# Short problem
Format all of the records below as a two-column CSV with the headers "text" and "answer". Give one row for each piece of text and the answer after it, put each value in its own quoted field with line breaks turned into spaces, and leave out the pictures.

# Exercise input
---
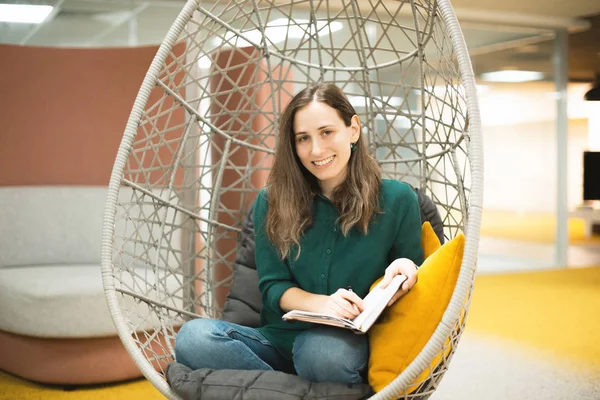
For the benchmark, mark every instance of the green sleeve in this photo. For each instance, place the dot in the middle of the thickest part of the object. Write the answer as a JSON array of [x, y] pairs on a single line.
[[407, 243], [274, 276]]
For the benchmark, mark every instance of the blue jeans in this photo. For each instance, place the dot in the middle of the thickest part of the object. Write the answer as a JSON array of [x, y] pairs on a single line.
[[322, 354]]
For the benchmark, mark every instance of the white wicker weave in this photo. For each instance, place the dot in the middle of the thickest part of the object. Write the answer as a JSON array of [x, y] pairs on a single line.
[[205, 102]]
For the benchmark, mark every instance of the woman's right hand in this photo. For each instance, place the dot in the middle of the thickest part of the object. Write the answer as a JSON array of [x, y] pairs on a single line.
[[343, 303]]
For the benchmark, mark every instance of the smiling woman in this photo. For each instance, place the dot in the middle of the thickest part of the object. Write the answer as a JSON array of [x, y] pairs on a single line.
[[324, 207], [324, 142]]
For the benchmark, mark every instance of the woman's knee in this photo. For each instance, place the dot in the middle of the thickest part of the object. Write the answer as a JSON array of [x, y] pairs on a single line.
[[332, 355], [195, 335]]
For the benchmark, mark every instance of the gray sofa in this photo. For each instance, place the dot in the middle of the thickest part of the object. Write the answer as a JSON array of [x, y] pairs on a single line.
[[55, 326]]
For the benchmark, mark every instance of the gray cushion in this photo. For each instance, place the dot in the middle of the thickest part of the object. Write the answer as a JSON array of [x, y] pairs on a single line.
[[209, 384], [244, 301], [51, 225], [68, 301], [429, 212]]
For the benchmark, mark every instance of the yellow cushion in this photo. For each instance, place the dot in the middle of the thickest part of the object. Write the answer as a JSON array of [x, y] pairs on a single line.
[[405, 327], [429, 240]]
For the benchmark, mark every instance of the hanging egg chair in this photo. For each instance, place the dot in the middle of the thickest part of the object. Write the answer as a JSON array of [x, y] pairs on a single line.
[[199, 144]]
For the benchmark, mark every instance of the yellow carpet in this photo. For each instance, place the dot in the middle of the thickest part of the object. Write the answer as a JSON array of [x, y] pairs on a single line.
[[13, 388], [554, 311], [535, 227]]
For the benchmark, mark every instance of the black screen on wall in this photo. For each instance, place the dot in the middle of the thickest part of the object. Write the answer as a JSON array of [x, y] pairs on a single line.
[[591, 175]]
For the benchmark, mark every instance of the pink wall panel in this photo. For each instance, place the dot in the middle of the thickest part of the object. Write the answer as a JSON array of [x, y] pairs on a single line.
[[63, 112]]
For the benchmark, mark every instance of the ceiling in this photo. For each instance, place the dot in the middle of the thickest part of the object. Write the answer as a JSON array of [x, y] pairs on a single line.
[[510, 33]]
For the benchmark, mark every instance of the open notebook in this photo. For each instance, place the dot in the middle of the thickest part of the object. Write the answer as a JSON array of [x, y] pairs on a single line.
[[374, 303]]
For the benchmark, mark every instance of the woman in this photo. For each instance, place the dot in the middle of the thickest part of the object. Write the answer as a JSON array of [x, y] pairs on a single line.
[[326, 227]]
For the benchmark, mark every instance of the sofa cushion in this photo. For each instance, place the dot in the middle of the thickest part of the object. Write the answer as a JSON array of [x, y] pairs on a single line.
[[67, 301], [51, 225]]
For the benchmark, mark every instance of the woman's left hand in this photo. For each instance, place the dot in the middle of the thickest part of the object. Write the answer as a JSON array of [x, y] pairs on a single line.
[[400, 266]]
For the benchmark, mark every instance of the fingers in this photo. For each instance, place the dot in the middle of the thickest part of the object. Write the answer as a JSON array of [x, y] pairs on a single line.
[[353, 298], [344, 304], [396, 297], [387, 278], [410, 282]]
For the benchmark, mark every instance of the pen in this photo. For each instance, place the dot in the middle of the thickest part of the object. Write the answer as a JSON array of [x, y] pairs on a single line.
[[349, 288]]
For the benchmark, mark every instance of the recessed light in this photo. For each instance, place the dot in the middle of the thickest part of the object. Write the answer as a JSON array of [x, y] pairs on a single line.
[[24, 13], [512, 76]]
---
# Written response
text,answer
"For the benchmark, mark every instance of the green sleeve in this photo. For each instance, place the dot in the middle of the thickest part of the object. Write the answer as a JSON array of [x, y] pairs on a single line.","[[407, 243], [274, 276]]"
"For the benchmark, mark every instance of the blue jeans in this photo. For each instance, place the dot in the middle of the thickest part of the object. Write the answer as a JSON array of [x, y] pairs on a single line.","[[322, 354]]"
"For the benchmark, mark every instance of the white wicker weave in this photo. For each instance, place the dot in the middle of the thickest part of the object. Write the answer as a JSON array of [x, y] pairs on a single line.","[[205, 102]]"
"For the benchmark, mark every instance of the woman's right hand in this photo. For each instance, place the dot in the middle of the thickest part of the object. Write the answer as a JSON array of [x, y] pairs on a single line.","[[343, 303]]"
"For the benchmark, mark every instance of the smiling woman in this photo. For each instance, place the dot in the middle of the thickest part of the object. Write the answer as a JSON array of [x, y] pairs on a single line.","[[324, 207], [324, 142]]"
"For the benchmark, mark every instance of the woman's knee in this photo. For each instance, place the dot in the middle of the thickest part of the object. Write the answer as a JSON array of [x, y] pairs on a single line.","[[332, 355], [195, 335]]"
"For the benchmark, mark every instance of the gray sofa in this photo. For each instance, place the dot in the middle of the thickest part of the object. Write the answer as a JSON array of [x, y] pairs on a single line.","[[55, 326]]"
"For the benchmark, mark every instance of the gray cushion in this photo. For each instance, place the dot in the middle of the thickest part of the object. Write the answer as a JSON array of [x, y] pairs on a single line.","[[209, 384], [244, 301], [51, 225], [68, 301], [429, 212]]"
"For the benchmark, mark every instance of the yellow cushion in this photo. For each instance, place the dot in the middle of the thickest part of the object. Write the answer as a JSON array of [x, y] pairs on a single line.","[[405, 327], [429, 240]]"
"For the benchmark, mark every instance of the hanging egg chair in this photo. For each instance, place the dot in the middle of the thickest part of the object. Write the answer as a JSON array of [x, y] pairs on a single line.","[[199, 144]]"
"For the benchmark, mark every instance of the yellow carpet in this photo. For each instance, place the dot in the middle of the thickest part of the object. Write the answer as a JSON array of [x, y] pairs on a single line.","[[13, 388], [554, 311], [535, 227]]"
"For the benchmark, mark every instance of the black screen on wall in this photo. For each instance, place the dot in the middle of the thickest part of the object. Write the answer as a JSON array of [x, y] pairs on a single line.","[[591, 175]]"
"For the benchmark, mark every instance of the pink wall panel in this photo. For each instance, place the dot in the middle of the thickest part of the object. Write the answer as a JSON array of [x, y] pairs on a single line.","[[63, 112]]"
"For the benchmark, mark every instance of the ceiling in this photo. For each instance, place the dot in the middle of the thickest part of the object. Write the answer as a JSON array of [x, y] pairs on a single line.","[[510, 33]]"
"For the benchmark, mark every instance of the open notebook in this photo. For each instance, place the dot in the middle of the thickest part of the object. Write the answer as a JSON array of [x, y] pairs on a single line.","[[374, 303]]"
"For the benchmark, mark every instance of the woman in this photo. For each instance, place the dot in the middle of the thickest part of the object. Write the answer as a JSON array of [x, y] pairs on a single line.","[[326, 227]]"
"For the benchmark, mark every instance of the sofa cushion in this photo. For each instance, place the dot in the middle of the thickest part of the object. Write the answer as a JSON array of [x, y] pairs on a single line.","[[67, 301], [51, 225]]"
"For the benchmark, mark every instance of the woman's left hand in this photo. For each instance, place the dot in the middle of the thickest part of the object. Write the answer as a JSON array of [x, y] pairs on a single line.","[[400, 266]]"
"For the benchmark, mark every instance of the fingers in this photo. For each instance, place the dot in the middle of the thickest part of the object. Write the answer as a JSON array of [x, y] pairs on a single line.","[[353, 298], [344, 304], [396, 297], [387, 278], [410, 282]]"
"For the benchmark, mark every instance of the pen in this photo. For each instance, place the dot in the middle of the thickest part of the object. Write the answer as a JSON array of [x, y] pairs on a single line.","[[349, 288]]"
"For the benchmark, mark every instance of the recessed light in this photo. For each instance, place the dot in the middle of the thickest part of the object. Write the answer as a JSON array of [x, y] pairs on a single line.","[[24, 13], [512, 76]]"